- _Task objective_: Using the entries that follow, write out the line containing "Target: facade window grid", the line containing "Would you be able to tag each instance of the building", and every line between them, exactly and nothing else.

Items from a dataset
►

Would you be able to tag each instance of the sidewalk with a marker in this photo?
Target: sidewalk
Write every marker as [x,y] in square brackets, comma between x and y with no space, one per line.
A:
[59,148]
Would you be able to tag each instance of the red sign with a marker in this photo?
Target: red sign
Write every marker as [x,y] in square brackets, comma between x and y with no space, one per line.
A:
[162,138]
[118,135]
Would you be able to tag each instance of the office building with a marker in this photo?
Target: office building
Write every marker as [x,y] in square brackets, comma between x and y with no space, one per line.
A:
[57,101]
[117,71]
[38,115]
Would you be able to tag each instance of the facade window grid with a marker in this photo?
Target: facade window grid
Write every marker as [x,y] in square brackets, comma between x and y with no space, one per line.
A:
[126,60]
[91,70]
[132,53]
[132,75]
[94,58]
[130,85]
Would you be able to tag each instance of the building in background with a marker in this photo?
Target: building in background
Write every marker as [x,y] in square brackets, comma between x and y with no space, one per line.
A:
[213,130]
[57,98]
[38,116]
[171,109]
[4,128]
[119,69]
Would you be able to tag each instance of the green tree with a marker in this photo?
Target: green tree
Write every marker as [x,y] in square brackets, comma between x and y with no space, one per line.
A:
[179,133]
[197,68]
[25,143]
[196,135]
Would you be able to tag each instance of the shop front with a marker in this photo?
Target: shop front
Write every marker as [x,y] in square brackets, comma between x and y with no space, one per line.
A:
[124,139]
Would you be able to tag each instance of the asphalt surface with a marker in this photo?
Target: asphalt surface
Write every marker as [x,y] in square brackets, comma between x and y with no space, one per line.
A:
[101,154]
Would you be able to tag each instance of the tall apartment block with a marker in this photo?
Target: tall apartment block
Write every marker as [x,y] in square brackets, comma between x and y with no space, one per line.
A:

◄

- _Output for this exercise_:
Target: facade window grid
Write every marker as [x,y] in square brackets, comma between x and y with no space, one per line.
A:
[126,60]
[91,70]
[132,53]
[132,75]
[94,58]
[130,85]
Would you be able to tag each instance of the building in background with a marker in this photo?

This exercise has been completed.